» PROMPT
This exercise calls for an exact copy of the listing, with no pictures kept.

» SOURCE DATA

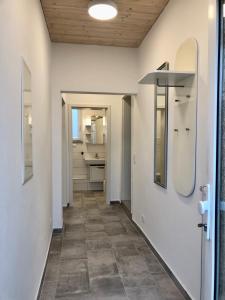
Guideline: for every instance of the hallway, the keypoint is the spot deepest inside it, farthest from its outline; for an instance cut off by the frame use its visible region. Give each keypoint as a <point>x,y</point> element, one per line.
<point>100,255</point>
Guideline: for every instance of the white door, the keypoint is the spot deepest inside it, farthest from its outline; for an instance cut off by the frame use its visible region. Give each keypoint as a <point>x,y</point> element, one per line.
<point>209,188</point>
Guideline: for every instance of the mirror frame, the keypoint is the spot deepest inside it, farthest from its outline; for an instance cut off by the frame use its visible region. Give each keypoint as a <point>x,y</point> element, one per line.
<point>26,177</point>
<point>164,66</point>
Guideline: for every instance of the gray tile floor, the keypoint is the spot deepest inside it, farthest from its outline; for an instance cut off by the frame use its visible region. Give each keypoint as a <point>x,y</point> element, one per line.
<point>101,256</point>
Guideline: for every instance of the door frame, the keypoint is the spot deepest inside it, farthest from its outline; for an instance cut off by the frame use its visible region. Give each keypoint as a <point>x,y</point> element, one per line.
<point>108,148</point>
<point>208,252</point>
<point>219,137</point>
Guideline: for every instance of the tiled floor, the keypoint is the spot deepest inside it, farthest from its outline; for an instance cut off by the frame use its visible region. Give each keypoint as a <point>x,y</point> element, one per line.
<point>101,256</point>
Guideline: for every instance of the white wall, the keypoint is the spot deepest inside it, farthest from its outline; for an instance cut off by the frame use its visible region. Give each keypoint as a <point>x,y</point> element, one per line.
<point>171,220</point>
<point>115,104</point>
<point>86,69</point>
<point>25,211</point>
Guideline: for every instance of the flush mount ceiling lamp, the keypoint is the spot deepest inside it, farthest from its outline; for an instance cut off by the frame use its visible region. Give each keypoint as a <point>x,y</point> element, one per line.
<point>102,10</point>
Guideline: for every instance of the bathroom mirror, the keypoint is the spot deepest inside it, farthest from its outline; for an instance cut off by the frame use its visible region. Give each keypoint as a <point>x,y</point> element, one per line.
<point>97,129</point>
<point>185,119</point>
<point>161,132</point>
<point>27,171</point>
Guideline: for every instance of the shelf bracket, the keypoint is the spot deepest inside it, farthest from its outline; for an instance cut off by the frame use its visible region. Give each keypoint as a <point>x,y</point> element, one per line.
<point>161,85</point>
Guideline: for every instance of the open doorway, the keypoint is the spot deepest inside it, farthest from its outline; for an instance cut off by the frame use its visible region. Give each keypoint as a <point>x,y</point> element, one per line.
<point>126,153</point>
<point>90,153</point>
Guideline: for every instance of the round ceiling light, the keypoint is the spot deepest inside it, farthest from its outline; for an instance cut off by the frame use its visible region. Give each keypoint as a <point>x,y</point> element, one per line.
<point>102,10</point>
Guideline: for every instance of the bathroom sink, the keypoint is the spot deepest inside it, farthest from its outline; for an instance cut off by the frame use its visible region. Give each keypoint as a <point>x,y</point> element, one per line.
<point>94,161</point>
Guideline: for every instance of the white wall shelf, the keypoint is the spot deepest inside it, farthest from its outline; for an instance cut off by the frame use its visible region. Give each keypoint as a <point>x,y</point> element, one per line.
<point>167,78</point>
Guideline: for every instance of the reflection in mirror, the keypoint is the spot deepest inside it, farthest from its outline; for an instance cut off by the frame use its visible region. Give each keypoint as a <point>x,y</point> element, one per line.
<point>26,123</point>
<point>161,133</point>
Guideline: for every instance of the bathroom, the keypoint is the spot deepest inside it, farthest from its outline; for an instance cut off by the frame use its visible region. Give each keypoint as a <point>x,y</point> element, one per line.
<point>89,138</point>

» ANSWER FOR THIS EXERCISE
Guideline: for every instance of the hallway, the keypoint is the spot deepest inside it, farthest from its outline; for an instance cut off by the frame use its visible region. Give each keypoint as a <point>x,y</point> element, one per line.
<point>100,255</point>
Guideline: for every instance of the white door, the keypoint is the spot deepest inside it, farthest from its outline; for an instance cut off by the frame use its visible region. Give each keypoint as a <point>x,y</point> element, one per line.
<point>209,188</point>
Guideline: for every instance of the mirror frame, the keypoint is the spot deepest inside it, farthest from its outline; for an instance cut off by the frame use its visible region. Give each keypoint as a <point>x,y</point> element, one per line.
<point>26,177</point>
<point>164,66</point>
Guideline: for every instance of the gray tile floor, the keypoint is the spot deepest inside it, farthest from its outline; for an instance cut off by the frame use its visible region. Give each keypoint as a <point>x,y</point> element, one per line.
<point>101,256</point>
Guideline: for every instance of the door frame, the keypoint is the spot deepest inside it, farthest from its outline; for an instance cut off by the frame use its visible region. Give each keypoint as a <point>x,y</point> element, one per line.
<point>108,148</point>
<point>208,252</point>
<point>219,137</point>
Guideline: for every instance of the tiled floor, the keypoint is the spot deepest inside it, farthest from its outline; for an instance cut off by the frame use its visible region. Give each keypoint as a <point>x,y</point> element, one per line.
<point>101,256</point>
Guideline: for every instance of the white wall, the keypoint is the spot deepest inside it, farthest from its outline; for an instance cut off by the frame use its visible region. Give each keypoint as a <point>x,y</point> element, one per line.
<point>171,220</point>
<point>115,104</point>
<point>86,69</point>
<point>25,211</point>
Guideline: for every instance of the flush mount ceiling lamp, the keypoint is the spot deepest inside it, farthest from its outline; for an instance cut off by the frame use its visible region. Give each keypoint as a <point>x,y</point> element, one per line.
<point>102,10</point>
Guideline: for every instance of the bathroom mirror, the keypoint is the spot deepest inside it, farthest from its outline; for an instance cut off by the frame use its visible region. Give each keypoint as a <point>x,y</point> element, one per line.
<point>97,129</point>
<point>185,119</point>
<point>161,132</point>
<point>27,171</point>
Guideline: for every instance of the shelf bracket, the keypoint is the spot deepest inside it, farthest from its outline; for an instance cut off by the frame use its visible region. Give each keypoint as a <point>x,y</point> element, one per line.
<point>161,85</point>
Guideline: for every instance of the open doorway, the keypoint is the spot deepest inside it, farthest from its outline; for an instance cut off by the frame use its visible region. Give each keypoint as a <point>x,y</point> element, one per line.
<point>126,153</point>
<point>90,153</point>
Guideline: for every instance of the round ceiling light, the keypoint is the spot deepest inside it, farthest from its outline; for an instance cut off by the frame use its visible region. Give each keypoint as a <point>x,y</point> element, one per line.
<point>102,10</point>
Guideline: for every instance of the bathroom sink, the keypoint is the spot deepest inside it, farthest from its outline; for an instance cut off by the frame use its visible region. Give each keypoint as a <point>x,y</point> element, one per line.
<point>94,161</point>
Guideline: for every instance of the white wall shelf, the keypoint is the spot deepest inside it, farthest from its outline; for an instance cut off by the frame use its visible region. Give each keypoint as a <point>x,y</point> element, one per line.
<point>167,78</point>
Guideline: for every instance of the reflection in mirror, the keypoint is the spot deepest inside it, farthest from its outline; for an instance cut off by the frame use its visible region. Give each keypoint as a <point>x,y</point> element, one per line.
<point>26,123</point>
<point>161,133</point>
Guideline: for every instance of the bathroom, the keypoint is the spot deepest inside it, farthest from its outline; for an instance cut off by the frame use its visible region. Give each keypoint as a <point>x,y</point> element, one per line.
<point>89,138</point>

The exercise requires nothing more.